Goal of the exercise:
Locate every line in the listing below that contains the string "toyota", matching case exactly, and copy each such line in full.
+--
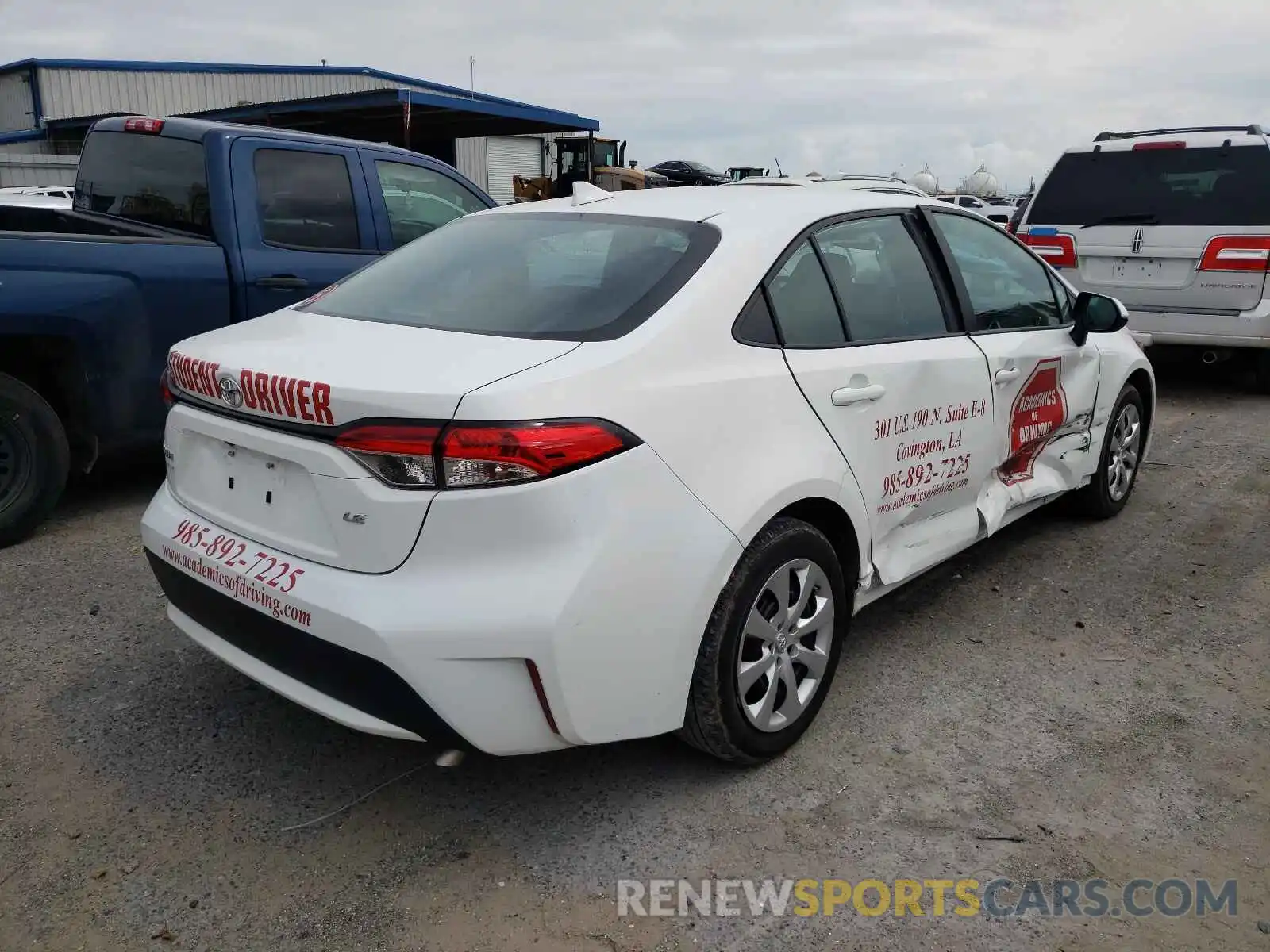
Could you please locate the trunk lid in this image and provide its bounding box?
[165,309,578,573]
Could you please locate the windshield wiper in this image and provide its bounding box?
[1081,212,1160,228]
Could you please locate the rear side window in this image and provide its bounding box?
[767,241,847,347]
[815,214,948,343]
[254,148,362,251]
[375,161,489,248]
[297,212,719,340]
[931,212,1063,332]
[74,132,212,237]
[1027,144,1270,226]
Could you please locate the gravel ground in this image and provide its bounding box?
[0,360,1270,952]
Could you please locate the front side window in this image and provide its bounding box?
[815,214,948,343]
[297,212,719,340]
[254,148,362,251]
[375,161,489,248]
[932,212,1063,332]
[767,241,847,347]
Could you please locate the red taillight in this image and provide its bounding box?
[1199,235,1270,271]
[441,421,625,486]
[335,420,637,489]
[525,658,560,734]
[1020,232,1077,268]
[123,119,163,136]
[335,425,441,489]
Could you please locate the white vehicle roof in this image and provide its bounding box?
[0,192,71,208]
[1063,125,1270,152]
[476,182,935,232]
[724,175,926,197]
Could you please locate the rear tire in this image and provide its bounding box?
[1072,383,1147,519]
[679,518,851,764]
[0,373,71,548]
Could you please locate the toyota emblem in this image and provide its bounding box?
[217,377,243,409]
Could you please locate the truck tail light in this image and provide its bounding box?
[123,119,163,136]
[1199,235,1270,271]
[1020,231,1077,268]
[335,420,639,489]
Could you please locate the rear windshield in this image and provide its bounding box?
[294,212,719,340]
[74,132,212,237]
[1027,146,1270,226]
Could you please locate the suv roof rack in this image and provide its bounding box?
[1094,123,1266,142]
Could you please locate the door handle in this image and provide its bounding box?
[829,383,887,406]
[256,274,309,290]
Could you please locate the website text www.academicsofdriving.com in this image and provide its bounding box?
[618,877,1238,919]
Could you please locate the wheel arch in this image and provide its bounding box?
[772,497,868,601]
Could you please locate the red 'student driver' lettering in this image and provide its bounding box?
[314,383,335,427]
[256,372,277,414]
[223,363,335,427]
[296,379,314,421]
[167,351,221,397]
[239,370,258,410]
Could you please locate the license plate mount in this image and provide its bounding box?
[1111,258,1164,281]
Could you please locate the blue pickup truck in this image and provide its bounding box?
[0,117,494,547]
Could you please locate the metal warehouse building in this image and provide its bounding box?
[0,60,599,202]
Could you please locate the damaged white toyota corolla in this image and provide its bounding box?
[142,186,1154,763]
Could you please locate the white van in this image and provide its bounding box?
[1018,125,1270,392]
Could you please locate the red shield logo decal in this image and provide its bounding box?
[999,357,1067,485]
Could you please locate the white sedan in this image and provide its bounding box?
[142,184,1156,763]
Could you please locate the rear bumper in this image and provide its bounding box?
[142,447,741,754]
[1129,301,1270,347]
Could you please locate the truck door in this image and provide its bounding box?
[358,148,494,254]
[923,208,1101,532]
[230,137,379,317]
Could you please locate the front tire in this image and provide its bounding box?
[1072,383,1147,519]
[679,518,852,764]
[0,373,71,548]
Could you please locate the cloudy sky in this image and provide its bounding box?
[0,0,1270,189]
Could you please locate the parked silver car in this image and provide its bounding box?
[1018,125,1270,392]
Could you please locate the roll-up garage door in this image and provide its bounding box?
[489,136,544,205]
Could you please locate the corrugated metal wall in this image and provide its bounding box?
[455,136,489,192]
[485,136,542,205]
[0,138,56,161]
[27,68,464,119]
[0,70,37,132]
[0,150,79,188]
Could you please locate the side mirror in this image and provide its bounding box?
[1072,290,1129,347]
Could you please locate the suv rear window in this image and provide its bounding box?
[303,212,719,340]
[74,132,212,237]
[1027,144,1270,226]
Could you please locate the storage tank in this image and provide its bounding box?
[908,165,940,195]
[965,165,1001,198]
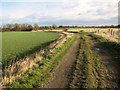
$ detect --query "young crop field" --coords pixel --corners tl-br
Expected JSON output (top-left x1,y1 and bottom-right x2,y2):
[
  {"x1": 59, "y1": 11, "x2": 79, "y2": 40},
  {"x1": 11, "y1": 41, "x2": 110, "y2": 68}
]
[{"x1": 2, "y1": 32, "x2": 60, "y2": 64}]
+--
Exercise solution:
Could you please locate the toyota emblem in this image and provide its bounding box?
Could you please locate the damaged white toyota corolla in this image and provide its bounding box?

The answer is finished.